Entries drawn from a collection >>
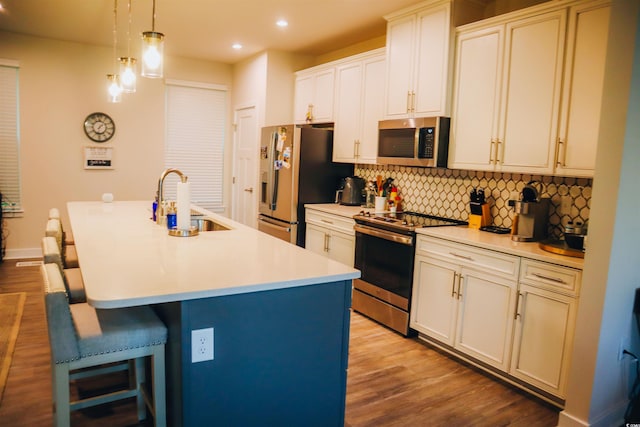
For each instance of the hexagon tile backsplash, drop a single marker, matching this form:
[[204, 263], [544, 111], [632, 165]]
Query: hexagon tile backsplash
[[445, 192]]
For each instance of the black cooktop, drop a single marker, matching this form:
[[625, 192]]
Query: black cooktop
[[405, 221]]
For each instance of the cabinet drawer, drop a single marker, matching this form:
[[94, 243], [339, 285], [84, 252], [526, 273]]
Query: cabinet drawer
[[469, 256], [333, 222], [550, 276]]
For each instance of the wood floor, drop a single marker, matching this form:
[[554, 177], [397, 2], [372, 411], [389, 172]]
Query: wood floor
[[392, 381]]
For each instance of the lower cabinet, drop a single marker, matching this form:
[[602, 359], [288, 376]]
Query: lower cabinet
[[459, 302], [331, 236], [544, 325], [513, 316]]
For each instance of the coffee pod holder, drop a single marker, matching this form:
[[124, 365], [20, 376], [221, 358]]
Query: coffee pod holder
[[480, 215]]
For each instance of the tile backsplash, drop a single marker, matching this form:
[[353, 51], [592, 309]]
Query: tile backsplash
[[445, 192]]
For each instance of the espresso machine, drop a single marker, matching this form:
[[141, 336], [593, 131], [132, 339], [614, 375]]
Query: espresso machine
[[531, 216]]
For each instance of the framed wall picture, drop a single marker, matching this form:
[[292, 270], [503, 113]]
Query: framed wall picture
[[98, 157]]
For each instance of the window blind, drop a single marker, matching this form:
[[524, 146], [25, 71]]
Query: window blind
[[9, 138], [196, 116]]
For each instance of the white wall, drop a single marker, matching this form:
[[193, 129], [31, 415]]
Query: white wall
[[60, 84], [598, 382]]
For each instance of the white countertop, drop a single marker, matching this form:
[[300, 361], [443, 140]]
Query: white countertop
[[501, 243], [126, 259]]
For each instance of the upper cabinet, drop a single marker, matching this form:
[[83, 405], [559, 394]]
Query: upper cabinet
[[419, 53], [418, 44], [582, 88], [313, 102], [358, 108], [524, 103]]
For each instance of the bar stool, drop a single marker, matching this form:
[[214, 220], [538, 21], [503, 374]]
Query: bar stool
[[68, 252], [72, 277], [67, 235], [84, 338]]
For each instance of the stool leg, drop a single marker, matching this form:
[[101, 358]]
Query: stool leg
[[159, 396], [62, 415], [140, 377]]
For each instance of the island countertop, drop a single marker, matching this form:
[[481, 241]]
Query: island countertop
[[126, 259]]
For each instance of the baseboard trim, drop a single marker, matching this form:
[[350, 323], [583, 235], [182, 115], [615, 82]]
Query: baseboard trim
[[23, 253]]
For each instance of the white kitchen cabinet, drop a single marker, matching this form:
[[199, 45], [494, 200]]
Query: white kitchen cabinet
[[331, 236], [418, 48], [507, 94], [465, 298], [545, 322], [314, 91], [358, 108], [582, 88]]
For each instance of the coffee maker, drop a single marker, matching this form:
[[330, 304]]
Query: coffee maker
[[532, 215]]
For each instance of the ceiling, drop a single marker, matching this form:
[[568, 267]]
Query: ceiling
[[206, 29]]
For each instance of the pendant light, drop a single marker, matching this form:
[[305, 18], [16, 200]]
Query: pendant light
[[127, 63], [114, 90], [152, 50]]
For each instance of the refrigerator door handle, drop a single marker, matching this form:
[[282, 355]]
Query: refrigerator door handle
[[274, 172], [272, 224]]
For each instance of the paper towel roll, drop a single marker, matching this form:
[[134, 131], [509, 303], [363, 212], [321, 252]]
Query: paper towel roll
[[184, 206]]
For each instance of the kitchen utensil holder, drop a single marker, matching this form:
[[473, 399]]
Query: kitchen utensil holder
[[477, 221], [193, 231]]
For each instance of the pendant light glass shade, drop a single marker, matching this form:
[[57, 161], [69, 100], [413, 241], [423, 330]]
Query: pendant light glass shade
[[127, 74], [114, 90], [152, 54]]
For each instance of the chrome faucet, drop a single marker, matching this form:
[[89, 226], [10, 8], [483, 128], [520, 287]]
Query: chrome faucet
[[161, 215]]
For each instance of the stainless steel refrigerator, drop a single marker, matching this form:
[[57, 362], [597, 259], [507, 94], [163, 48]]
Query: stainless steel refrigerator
[[295, 169]]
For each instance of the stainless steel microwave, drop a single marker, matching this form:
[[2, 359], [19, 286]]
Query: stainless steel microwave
[[421, 141]]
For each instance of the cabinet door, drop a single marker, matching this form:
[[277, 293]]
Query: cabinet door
[[372, 109], [304, 88], [400, 53], [543, 339], [348, 112], [476, 99], [531, 93], [430, 81], [316, 239], [342, 247], [582, 88], [323, 96], [485, 318], [434, 300]]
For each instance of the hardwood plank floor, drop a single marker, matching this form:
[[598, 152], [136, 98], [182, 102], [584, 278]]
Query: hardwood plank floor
[[392, 381]]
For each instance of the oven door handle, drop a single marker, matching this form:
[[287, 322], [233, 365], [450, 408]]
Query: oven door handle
[[384, 234]]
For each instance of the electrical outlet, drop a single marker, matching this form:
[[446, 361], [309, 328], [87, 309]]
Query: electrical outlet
[[565, 205], [201, 345], [624, 345]]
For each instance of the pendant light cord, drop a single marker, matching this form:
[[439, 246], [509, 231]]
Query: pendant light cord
[[115, 36]]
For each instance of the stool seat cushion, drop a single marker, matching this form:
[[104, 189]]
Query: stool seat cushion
[[70, 257], [74, 285], [101, 331]]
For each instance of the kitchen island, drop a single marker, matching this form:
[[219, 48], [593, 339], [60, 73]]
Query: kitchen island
[[279, 313]]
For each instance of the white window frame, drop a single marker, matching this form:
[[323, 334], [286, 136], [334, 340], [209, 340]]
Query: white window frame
[[196, 129], [10, 184]]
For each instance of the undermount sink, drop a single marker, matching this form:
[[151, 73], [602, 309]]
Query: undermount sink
[[206, 224]]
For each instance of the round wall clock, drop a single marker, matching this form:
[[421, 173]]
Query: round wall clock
[[99, 127]]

PROMPT >>
Copy all of the material above verbatim, leaving the pictures out of your copy.

ANSWER FOR THIS EXERCISE >>
For each instance of the hexagon tile backsplash, drop a single marker, matching this form:
[[204, 263], [544, 111], [632, 165]]
Query: hexagon tile backsplash
[[445, 192]]
For each instance of the black cooktop, drop a single marker, matching this form:
[[625, 192]]
Query: black cooktop
[[405, 221]]
For each instance of the cabinet drawer, drop a single marker, matching this form:
[[94, 243], [339, 285], [84, 252], [526, 273]]
Query: cabinet drawer
[[469, 256], [333, 222], [550, 276]]
For each instance of the wood floor, drop a single marker, matching this form:
[[554, 177], [397, 2], [372, 411], [389, 172]]
Query: wood floor
[[392, 381]]
For each instance of the lower cabinet, drop a single marker, matching this form:
[[602, 359], [288, 376]]
Query: lower cabinet
[[459, 302], [331, 236], [544, 325], [513, 316]]
For each instance of the coffee pod holder, drop a single marker, matching this form:
[[124, 365], [20, 376], [221, 358]]
Query: coffee pod holder
[[480, 215]]
For each instance of the tile backsplash, drop a single marker, matching this form:
[[353, 51], [592, 309]]
Query: tile backsplash
[[445, 192]]
For each instance of the espresso machine, drop a single marker, matching this form:
[[141, 336], [593, 131], [132, 339], [614, 375]]
Query: espresso machine
[[531, 216]]
For each instance of the framed wall picture, drop a single marker, matching this form:
[[292, 270], [503, 113]]
Query: framed wall picture
[[98, 157]]
For each instance of the window blind, drop a single marker, matching this form:
[[524, 146], [25, 71]]
Query: window blind
[[9, 138], [196, 116]]
For each instance of the white wall, drop a single marker, matching this form:
[[193, 129], [31, 415]]
Query: white wall
[[60, 84], [598, 382]]
For each instance of the white countertop, drop a single marker, matching this form:
[[300, 361], [443, 140]]
Query: white countertop
[[501, 243], [126, 259]]
For each instance of the upper cabinet, drop a single marker, matching this form:
[[83, 405], [559, 394]]
Query: upper cabinet
[[419, 53], [418, 44], [582, 88], [313, 102], [358, 108], [524, 103]]
For each instance of the bar stool, drop a single marker, matching this form:
[[214, 220], [538, 21], [503, 374]]
Query: bar stool
[[68, 252], [72, 277], [67, 235], [84, 338]]
For each instance of the stool leg, drop a single marker, matching this form:
[[101, 358]]
Query: stool leg
[[159, 396], [62, 415], [140, 377]]
For each instance of the island countertop, drop a single marker, matching this form:
[[481, 241]]
Query: island countertop
[[126, 259]]
For each instance of the baseboard trim, drop a single marker, matching this form:
[[350, 323], [583, 235], [182, 115], [615, 82]]
Query: baseboard trim
[[23, 253]]
For each instance of the white kitchen cabinet, drop a single marker, matching this form:
[[199, 45], [494, 200]]
Query: white kitchen cabinet
[[331, 236], [418, 48], [507, 94], [465, 298], [545, 322], [314, 91], [358, 108], [582, 88]]
For each instance of the coffee maker, drop a single marker, matching this form:
[[330, 304]]
Query: coffee maker
[[532, 215]]
For each instance of the ceiling, drop a single marker, matching this form:
[[568, 267]]
Query: ceiling
[[206, 29]]
For each instance of the pendant light, drop a single marker, matching this form:
[[305, 18], [16, 200]]
Query: pendant light
[[127, 63], [114, 90], [152, 50]]
For each instance of the refrigerator door handle, drop a single marker, matching this form:
[[282, 355]]
Query: refrigerator door handle
[[274, 172], [272, 224]]
For each instance of the paper towel roll, drop a single marker, matching this form:
[[134, 131], [509, 303], [363, 212], [321, 252]]
Query: paper towel roll
[[184, 206]]
For each instance of the kitchen utensil holder, drop a single marker, matching this form:
[[473, 399]]
Query: kitchen utensil holder
[[477, 221], [193, 231]]
For each instance of the pendant light glass shade, drop a single marker, matching this form:
[[57, 161], [69, 100], [413, 241], [423, 330]]
Query: pendant light glass shade
[[127, 74], [114, 90], [152, 54]]
For each instance of the chrome faucet, drop a single marker, matching this form:
[[89, 226], [10, 8], [483, 128], [520, 287]]
Query: chrome faucet
[[161, 215]]
For each instance of the stainless steel refrigerator, drop a single marker, matching this form:
[[57, 362], [597, 259], [507, 94], [163, 48]]
Query: stainless steel refrigerator
[[295, 169]]
For each instance of the stainless steel microwave, drop a single marker, matching this form:
[[2, 359], [19, 286]]
Query: stainless steel microwave
[[421, 141]]
For each instance of the cabinet door, drop a single marker, matching this form:
[[277, 293]]
Query: cabinet door
[[372, 109], [304, 88], [400, 53], [543, 339], [348, 112], [476, 99], [531, 93], [430, 81], [316, 239], [342, 247], [582, 88], [323, 96], [485, 318], [434, 300]]
For each instance of the hardwood plank floor, drop a single marker, matching this form:
[[598, 152], [136, 98], [182, 102], [584, 278]]
Query: hardwood plank floor
[[392, 381]]
For each instance of the oven door handle, drop a single marker, matching this form:
[[287, 322], [233, 365], [450, 408]]
Query: oven door handle
[[384, 234]]
For each instance of the electrical outlet, drop a single marker, matching this form:
[[446, 361], [309, 328], [87, 309]]
Query: electrical outlet
[[565, 205], [201, 345], [624, 345]]
For each instance of the pendant light cord, drop a single marker, matching this form:
[[439, 246], [509, 231]]
Query: pendant light cord
[[115, 36]]
For each instance of the stool seat cushion, drop a single marker, matching this form:
[[104, 189]]
Query: stool seat cushion
[[70, 257], [74, 285], [101, 331]]
For each instance of the kitchen island, drop a single marker, matching this form:
[[219, 48], [593, 339], [60, 73]]
Query: kitchen island
[[279, 313]]
For each instance of the white window frame, drop a single marker, matching this form:
[[323, 334], [286, 136], [334, 340], [209, 340]]
Query: white window frame
[[196, 129], [10, 184]]
For each instance of the undermount sink, drop a single marker, matching this form:
[[151, 73], [602, 309]]
Query: undermount sink
[[206, 224]]
For each instance of the round wall clock, drop a single marker, matching this form:
[[421, 173]]
Query: round wall clock
[[99, 127]]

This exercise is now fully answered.